Dilaporkan : Amsari
Editor : Amsari,Redaksi
Sumber Humas BI
MEDAN |Rapat
Dewan Gubernur (RDG) Bank Indonesia pada 24-25 April 2019 memutuskan untuk
mempertahankan BI 7-day Reverse Repo Rate (BI7DRR) sebesar 6,00%, suku bunga
Deposit Facility sebesar 5,25%, dan suku bunga Lending Facility sebesar 6,75%.
Keputusan tersebut sejalan dengan upaya memperkuat stabilitas eksternal
perekonomian Indonesia.

====

▶ Soal yang Dikerjakan:
(A) Tampilkan kembali dengan persis bagian berita suku bunga Bank Indonesia di atas antara "Dilaporkan : Amsari" dan "perekonomian Indonesia.", termasuk keduanya.
(B) Teruskan berita suku bunga Bank Indonesia di atas, mulai setelah kalimat terakhir yang tercantum.

▶ Data yang Tersedia:

====

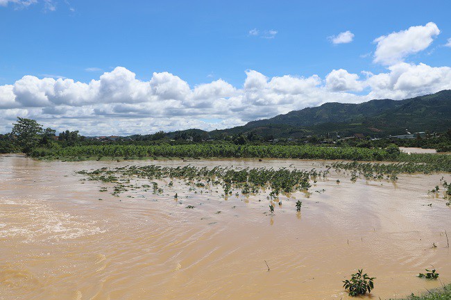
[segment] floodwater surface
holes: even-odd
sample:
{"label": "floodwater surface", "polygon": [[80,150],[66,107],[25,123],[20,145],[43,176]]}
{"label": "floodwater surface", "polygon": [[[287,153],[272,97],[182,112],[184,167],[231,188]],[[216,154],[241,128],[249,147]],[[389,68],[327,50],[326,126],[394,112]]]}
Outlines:
{"label": "floodwater surface", "polygon": [[427,192],[449,174],[352,183],[331,170],[310,193],[282,196],[273,215],[268,191],[225,199],[220,186],[189,190],[168,179],[158,181],[160,194],[114,197],[114,184],[76,174],[133,164],[324,168],[298,160],[0,156],[0,299],[346,299],[341,281],[360,268],[377,277],[374,299],[439,287],[416,276],[427,268],[451,282],[451,208]]}

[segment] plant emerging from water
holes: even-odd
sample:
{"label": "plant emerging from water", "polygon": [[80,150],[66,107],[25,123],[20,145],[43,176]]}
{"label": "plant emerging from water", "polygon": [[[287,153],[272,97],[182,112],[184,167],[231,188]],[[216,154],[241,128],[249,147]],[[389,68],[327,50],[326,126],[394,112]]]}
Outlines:
{"label": "plant emerging from water", "polygon": [[303,202],[300,200],[298,200],[296,202],[296,211],[300,211],[300,207],[303,206]]}
{"label": "plant emerging from water", "polygon": [[420,278],[425,278],[426,279],[436,279],[439,278],[439,273],[437,273],[435,269],[429,270],[426,269],[426,274],[420,273],[417,276]]}
{"label": "plant emerging from water", "polygon": [[374,289],[374,279],[375,277],[370,277],[366,274],[363,274],[364,269],[357,270],[356,274],[351,275],[351,279],[343,281],[343,287],[349,291],[350,296],[358,296],[365,294],[366,291],[371,292]]}

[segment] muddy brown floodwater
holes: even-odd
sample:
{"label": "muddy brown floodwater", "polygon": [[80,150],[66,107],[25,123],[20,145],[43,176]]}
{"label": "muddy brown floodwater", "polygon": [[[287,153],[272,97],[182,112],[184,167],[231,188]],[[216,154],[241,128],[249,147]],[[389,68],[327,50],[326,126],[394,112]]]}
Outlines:
{"label": "muddy brown floodwater", "polygon": [[282,197],[270,216],[264,194],[226,200],[216,188],[195,193],[174,181],[162,195],[118,197],[112,183],[75,173],[132,164],[309,170],[321,163],[0,156],[0,299],[346,299],[341,281],[364,268],[377,277],[370,298],[383,299],[439,287],[416,276],[431,265],[451,282],[444,234],[451,235],[451,208],[427,194],[442,176],[451,181],[449,174],[353,183],[331,170],[311,182],[309,197]]}

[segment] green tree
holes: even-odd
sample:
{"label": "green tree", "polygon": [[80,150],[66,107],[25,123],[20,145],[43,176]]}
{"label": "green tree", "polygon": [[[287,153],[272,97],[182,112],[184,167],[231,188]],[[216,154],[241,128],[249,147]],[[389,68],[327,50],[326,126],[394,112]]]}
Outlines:
{"label": "green tree", "polygon": [[17,117],[17,122],[12,125],[11,134],[15,143],[24,153],[30,153],[40,141],[39,135],[42,133],[42,125],[36,120],[20,117]]}

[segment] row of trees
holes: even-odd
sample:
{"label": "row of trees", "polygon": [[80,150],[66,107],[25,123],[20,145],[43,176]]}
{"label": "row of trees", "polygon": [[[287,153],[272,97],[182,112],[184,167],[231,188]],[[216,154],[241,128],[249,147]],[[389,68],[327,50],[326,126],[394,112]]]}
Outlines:
{"label": "row of trees", "polygon": [[[56,131],[51,128],[43,128],[36,120],[17,117],[11,133],[0,135],[0,153],[22,151],[29,153],[37,147],[52,147],[56,145]],[[58,136],[60,144],[75,146],[85,138],[78,131],[66,131]]]}

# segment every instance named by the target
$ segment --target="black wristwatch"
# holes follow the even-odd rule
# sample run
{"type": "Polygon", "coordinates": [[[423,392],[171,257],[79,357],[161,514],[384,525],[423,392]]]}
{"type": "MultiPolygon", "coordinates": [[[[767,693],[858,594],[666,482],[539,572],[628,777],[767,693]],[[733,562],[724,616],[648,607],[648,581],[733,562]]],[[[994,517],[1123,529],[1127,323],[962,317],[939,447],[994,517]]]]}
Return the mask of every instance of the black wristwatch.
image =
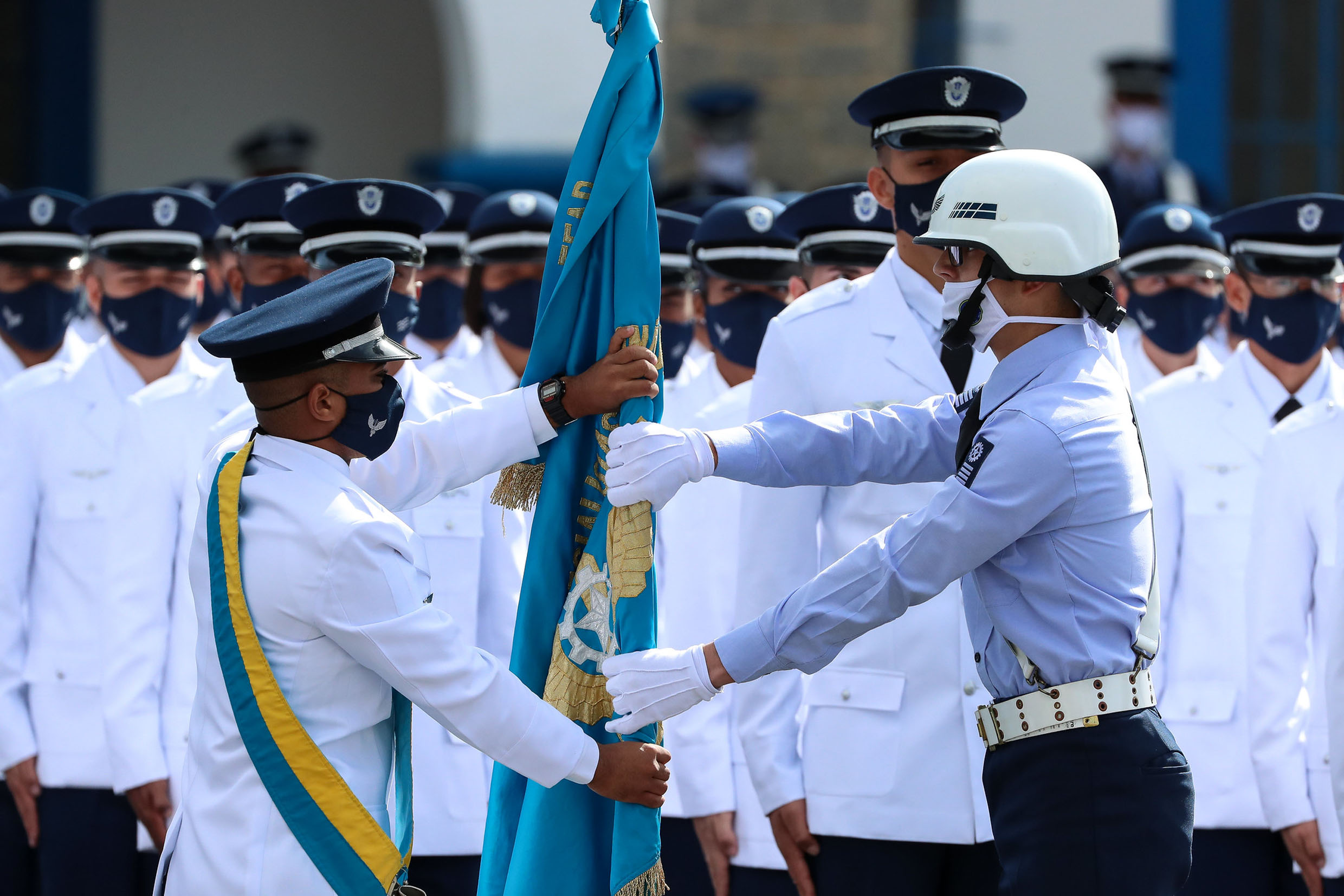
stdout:
{"type": "Polygon", "coordinates": [[[570,412],[564,410],[564,380],[559,376],[552,376],[539,384],[536,387],[536,396],[542,399],[542,410],[546,412],[546,419],[551,422],[552,427],[558,430],[566,423],[574,422],[570,412]]]}

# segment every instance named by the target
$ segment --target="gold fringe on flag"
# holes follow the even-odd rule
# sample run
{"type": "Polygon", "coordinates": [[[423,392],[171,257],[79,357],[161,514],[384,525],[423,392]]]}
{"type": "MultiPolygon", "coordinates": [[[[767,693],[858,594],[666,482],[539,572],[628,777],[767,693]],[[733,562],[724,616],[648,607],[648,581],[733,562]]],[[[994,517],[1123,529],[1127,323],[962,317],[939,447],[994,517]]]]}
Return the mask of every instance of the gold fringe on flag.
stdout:
{"type": "Polygon", "coordinates": [[[544,463],[511,463],[500,470],[500,478],[491,492],[491,504],[507,510],[535,510],[542,493],[544,463]]]}
{"type": "Polygon", "coordinates": [[[564,656],[560,646],[560,633],[555,633],[551,645],[551,668],[546,673],[546,688],[542,700],[551,704],[566,719],[595,725],[602,719],[616,715],[612,709],[612,695],[606,692],[606,676],[590,676],[564,656]]]}
{"type": "Polygon", "coordinates": [[[668,892],[668,879],[663,873],[663,860],[653,862],[648,869],[629,884],[616,892],[616,896],[663,896],[668,892]]]}

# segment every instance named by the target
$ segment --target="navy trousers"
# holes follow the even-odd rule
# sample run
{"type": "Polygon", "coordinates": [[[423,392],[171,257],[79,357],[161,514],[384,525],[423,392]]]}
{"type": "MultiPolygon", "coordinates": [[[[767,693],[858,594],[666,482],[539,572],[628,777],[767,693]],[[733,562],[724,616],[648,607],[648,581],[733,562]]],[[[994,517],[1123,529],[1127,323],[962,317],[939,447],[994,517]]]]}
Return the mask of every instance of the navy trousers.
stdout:
{"type": "Polygon", "coordinates": [[[1004,896],[1172,896],[1191,866],[1189,764],[1153,709],[985,754],[1004,896]]]}
{"type": "Polygon", "coordinates": [[[406,883],[425,896],[476,896],[481,876],[480,856],[411,856],[406,883]]]}
{"type": "Polygon", "coordinates": [[[38,852],[28,848],[28,834],[15,809],[13,795],[0,780],[0,892],[38,896],[38,852]]]}
{"type": "Polygon", "coordinates": [[[817,834],[808,860],[817,896],[995,896],[993,844],[918,844],[817,834]]]}
{"type": "MultiPolygon", "coordinates": [[[[1327,877],[1325,896],[1344,896],[1344,879],[1327,877]]],[[[1199,827],[1180,896],[1306,896],[1282,836],[1265,829],[1199,827]]]]}
{"type": "Polygon", "coordinates": [[[136,814],[95,787],[47,787],[38,797],[42,896],[136,896],[136,814]]]}
{"type": "Polygon", "coordinates": [[[689,818],[663,815],[663,873],[668,888],[679,896],[714,896],[710,866],[689,818]]]}

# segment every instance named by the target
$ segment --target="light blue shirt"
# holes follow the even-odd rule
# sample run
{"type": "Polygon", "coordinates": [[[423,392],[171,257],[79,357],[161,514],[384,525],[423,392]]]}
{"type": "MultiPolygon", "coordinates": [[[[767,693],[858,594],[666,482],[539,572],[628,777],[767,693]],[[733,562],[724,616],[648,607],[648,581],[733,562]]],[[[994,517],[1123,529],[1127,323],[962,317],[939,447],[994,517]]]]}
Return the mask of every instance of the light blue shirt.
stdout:
{"type": "Polygon", "coordinates": [[[937,482],[900,517],[719,638],[735,681],[816,672],[864,631],[961,579],[977,668],[996,699],[1129,672],[1148,602],[1148,484],[1128,392],[1082,326],[1058,326],[985,383],[985,423],[953,469],[965,403],[952,395],[880,411],[780,412],[711,433],[716,476],[754,485],[937,482]],[[978,449],[978,450],[977,450],[978,449]]]}

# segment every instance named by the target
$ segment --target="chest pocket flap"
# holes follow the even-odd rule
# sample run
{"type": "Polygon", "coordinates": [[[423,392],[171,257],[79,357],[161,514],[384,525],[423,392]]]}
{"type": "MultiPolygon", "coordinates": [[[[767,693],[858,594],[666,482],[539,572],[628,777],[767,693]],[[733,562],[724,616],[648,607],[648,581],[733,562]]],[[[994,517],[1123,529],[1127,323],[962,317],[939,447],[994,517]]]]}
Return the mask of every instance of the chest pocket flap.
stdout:
{"type": "Polygon", "coordinates": [[[809,707],[876,709],[895,712],[906,693],[899,672],[875,669],[823,669],[812,676],[804,703],[809,707]]]}
{"type": "Polygon", "coordinates": [[[482,494],[480,482],[445,492],[429,504],[411,510],[411,525],[421,537],[478,539],[484,532],[482,494]]]}

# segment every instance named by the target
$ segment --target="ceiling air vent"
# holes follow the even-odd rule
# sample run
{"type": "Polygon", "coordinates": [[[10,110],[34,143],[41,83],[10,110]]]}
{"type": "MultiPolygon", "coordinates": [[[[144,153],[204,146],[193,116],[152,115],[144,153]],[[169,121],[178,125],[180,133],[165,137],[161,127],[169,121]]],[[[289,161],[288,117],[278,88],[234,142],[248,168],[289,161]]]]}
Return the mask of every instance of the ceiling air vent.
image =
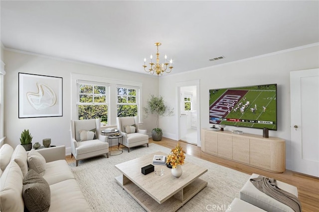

====

▶ Hasil:
(A)
Dilaporkan : Amsari
Editor : Amsari,Redaksi
Sumber Humas BI
MEDAN |Rapat
Dewan Gubernur (RDG) Bank Indonesia pada 24-25 April 2019 memutuskan untuk
mempertahankan BI 7-day Reverse Repo Rate (BI7DRR) sebesar 6,00%, suku bunga
Deposit Facility sebesar 5,25%, dan suku bunga Lending Facility sebesar 6,75%.
Keputusan tersebut sejalan dengan upaya memperkuat stabilitas eksternal
perekonomian Indonesia.

(B)
Sementara itu, untuk mendorong permintaan domestik Bank
Indonesia memperluas kebijakan yang lebih akomodatif antara lain dengan:
Meningkatkan ketersediaan likuiditas dan mendukung pendalaman
pasar keuangan melalui penguatan strategi operasi moneter;. Mendorong efisiensi
pembayaran ritel melalui perluasan layanan Sistem Kliring Nasional Bank
Indonesia/SKNBI (penambahan waktu dan percepatan setelmen, peningkatan batas
nominal transaksi, dan penurunan tarif);. Mendorong sisi supply transaksi
Domestic Non Deliverable Forward (DNDF), khususnya melalui penyederhanaan
ketentuan kewajiban underlying transaksi;. Mendorong implementasi penyelenggara
sarana pelaksanaan transaksi di pasar uang dan pasar valas (market operator);. Mengembangkan
pasar Surat Berharga Komersial (SBK) sebagai alternatif sumber pendanaan jangka
pendek oleh korporasi;. Mendorong perluasan elektronifikasi bansos non tunai,
dana desa, moda transportasi, dan operasi keuangan pemerintah.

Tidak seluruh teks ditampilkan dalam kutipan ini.